### Job 1:
Print the passage from the forum thread on the function γ, starting with "Find a function $\gamma: (0, \infty)" and going on through "you very much.".
### Job 2:
In the thread about finding the function γ, what reason does the reply give for why γ_c = γ + c is not in L^1? Answer in one to three sentences.

— start Source excerpt —

Find a function $\gamma: (0, \infty) \to (0, \infty)$ satisfying the following conditions:
i) $\gamma \not \in L^1$,
ii) $\dot \gamma(t) \le 0$ for every $t>0$ and $t \dot \gamma \in L^1$;
iii) There exists a sequence $\{t_n\}$ such that $t_n \to \infty$ and $\ddot \gamma(t_n)<0$, for all $n$.
Thank you very much.
First consider that your condition i) is not a restriction at all… if you find a function $\gamma$ that fulfill condition ii) and iii) but $\gamma\in L^1$ then nececarrily it also holds $$\lim_{t\to\infty} \gamma(t) = 0$$
But then also $$\gamma_c = \gamma + c$$ fulfill condition ii) and iii) for each $c\in\Bbb R\setminus \{0\}$ due to properties of the derivative but $$\lim_{t\to\infty} \gamma_c(t) = c \not= 0$$ so $\gamma_c \not\in L^1$.

— end Source excerpt —
— start Dataset excerpts —

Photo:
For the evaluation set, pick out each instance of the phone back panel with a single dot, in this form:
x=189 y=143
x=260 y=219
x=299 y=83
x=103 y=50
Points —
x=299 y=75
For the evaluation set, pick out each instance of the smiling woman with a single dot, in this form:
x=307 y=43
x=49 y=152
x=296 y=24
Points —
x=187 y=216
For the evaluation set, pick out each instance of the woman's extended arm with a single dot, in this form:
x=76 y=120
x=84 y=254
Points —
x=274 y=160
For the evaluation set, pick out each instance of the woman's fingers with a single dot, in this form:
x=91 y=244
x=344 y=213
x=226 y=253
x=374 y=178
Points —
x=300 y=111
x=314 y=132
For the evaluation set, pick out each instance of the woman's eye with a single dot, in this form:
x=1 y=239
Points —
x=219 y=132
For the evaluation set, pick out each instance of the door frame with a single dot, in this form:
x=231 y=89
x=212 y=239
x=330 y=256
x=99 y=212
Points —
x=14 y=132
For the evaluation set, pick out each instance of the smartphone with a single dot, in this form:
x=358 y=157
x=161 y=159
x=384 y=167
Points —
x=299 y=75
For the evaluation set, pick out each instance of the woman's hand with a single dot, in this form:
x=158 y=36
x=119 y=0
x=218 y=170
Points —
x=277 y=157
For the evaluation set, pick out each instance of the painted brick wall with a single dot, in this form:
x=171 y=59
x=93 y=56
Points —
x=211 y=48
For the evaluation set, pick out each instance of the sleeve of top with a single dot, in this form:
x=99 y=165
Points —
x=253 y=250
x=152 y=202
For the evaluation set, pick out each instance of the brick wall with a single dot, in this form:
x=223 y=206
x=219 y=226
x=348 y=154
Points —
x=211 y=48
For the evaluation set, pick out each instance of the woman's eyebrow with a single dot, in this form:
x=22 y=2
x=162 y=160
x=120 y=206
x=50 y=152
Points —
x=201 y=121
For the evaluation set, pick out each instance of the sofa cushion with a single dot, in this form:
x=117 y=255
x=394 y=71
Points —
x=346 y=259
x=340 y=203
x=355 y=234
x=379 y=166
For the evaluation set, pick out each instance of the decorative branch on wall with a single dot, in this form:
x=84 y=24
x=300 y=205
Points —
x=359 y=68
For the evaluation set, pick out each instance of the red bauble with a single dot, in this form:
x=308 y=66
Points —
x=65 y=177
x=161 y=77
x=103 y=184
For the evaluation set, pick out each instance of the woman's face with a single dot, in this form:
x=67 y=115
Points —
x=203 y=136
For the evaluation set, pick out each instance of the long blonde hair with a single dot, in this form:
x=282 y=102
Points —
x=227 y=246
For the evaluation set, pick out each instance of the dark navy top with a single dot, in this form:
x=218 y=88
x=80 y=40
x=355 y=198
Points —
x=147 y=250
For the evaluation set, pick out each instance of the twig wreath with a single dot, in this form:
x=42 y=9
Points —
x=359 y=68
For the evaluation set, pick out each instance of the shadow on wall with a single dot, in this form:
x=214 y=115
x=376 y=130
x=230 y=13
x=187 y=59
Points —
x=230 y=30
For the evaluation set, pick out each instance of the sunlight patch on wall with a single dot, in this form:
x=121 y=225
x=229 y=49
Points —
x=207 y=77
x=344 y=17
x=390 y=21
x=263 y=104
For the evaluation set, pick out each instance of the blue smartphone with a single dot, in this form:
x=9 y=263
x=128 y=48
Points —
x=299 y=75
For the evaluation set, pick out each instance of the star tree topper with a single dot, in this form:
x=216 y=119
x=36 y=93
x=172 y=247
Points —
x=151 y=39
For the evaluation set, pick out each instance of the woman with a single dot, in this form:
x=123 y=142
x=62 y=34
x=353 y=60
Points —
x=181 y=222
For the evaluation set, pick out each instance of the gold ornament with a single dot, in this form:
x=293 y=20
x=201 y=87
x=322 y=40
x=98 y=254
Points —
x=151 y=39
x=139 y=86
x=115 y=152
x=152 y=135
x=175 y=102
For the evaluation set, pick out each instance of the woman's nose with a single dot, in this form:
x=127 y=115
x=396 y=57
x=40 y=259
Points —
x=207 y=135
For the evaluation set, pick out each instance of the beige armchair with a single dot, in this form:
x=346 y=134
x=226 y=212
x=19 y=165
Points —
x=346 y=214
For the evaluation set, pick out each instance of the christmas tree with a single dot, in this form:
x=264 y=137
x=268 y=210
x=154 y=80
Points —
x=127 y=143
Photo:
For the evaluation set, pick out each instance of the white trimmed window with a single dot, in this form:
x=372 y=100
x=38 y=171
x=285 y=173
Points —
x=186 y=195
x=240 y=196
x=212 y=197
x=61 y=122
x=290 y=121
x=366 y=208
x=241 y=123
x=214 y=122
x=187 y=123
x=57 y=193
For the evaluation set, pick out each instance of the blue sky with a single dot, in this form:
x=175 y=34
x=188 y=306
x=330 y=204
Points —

— end Dataset excerpts —

### Task result 1:
Find a function $\gamma: (0, \infty) \to (0, \infty)$ satisfying the following conditions:
i) $\gamma \not \in L^1$,
ii) $\dot \gamma(t) \le 0$ for every $t>0$ and $t \dot \gamma \in L^1$;
iii) There exists a sequence $\{t_n\}$ such that $t_n \to \infty$ and $\ddot \gamma(t_n)<0$, for all $n$.
Thank you very much.

### Task result 2:
The reply notes that because γ is in L^1, its limit as t goes to infinity must be 0. Adding c therefore gives γ_c a limit of c, which is not 0. From that nonzero limit, the reply concludes that γ_c is not in L^1.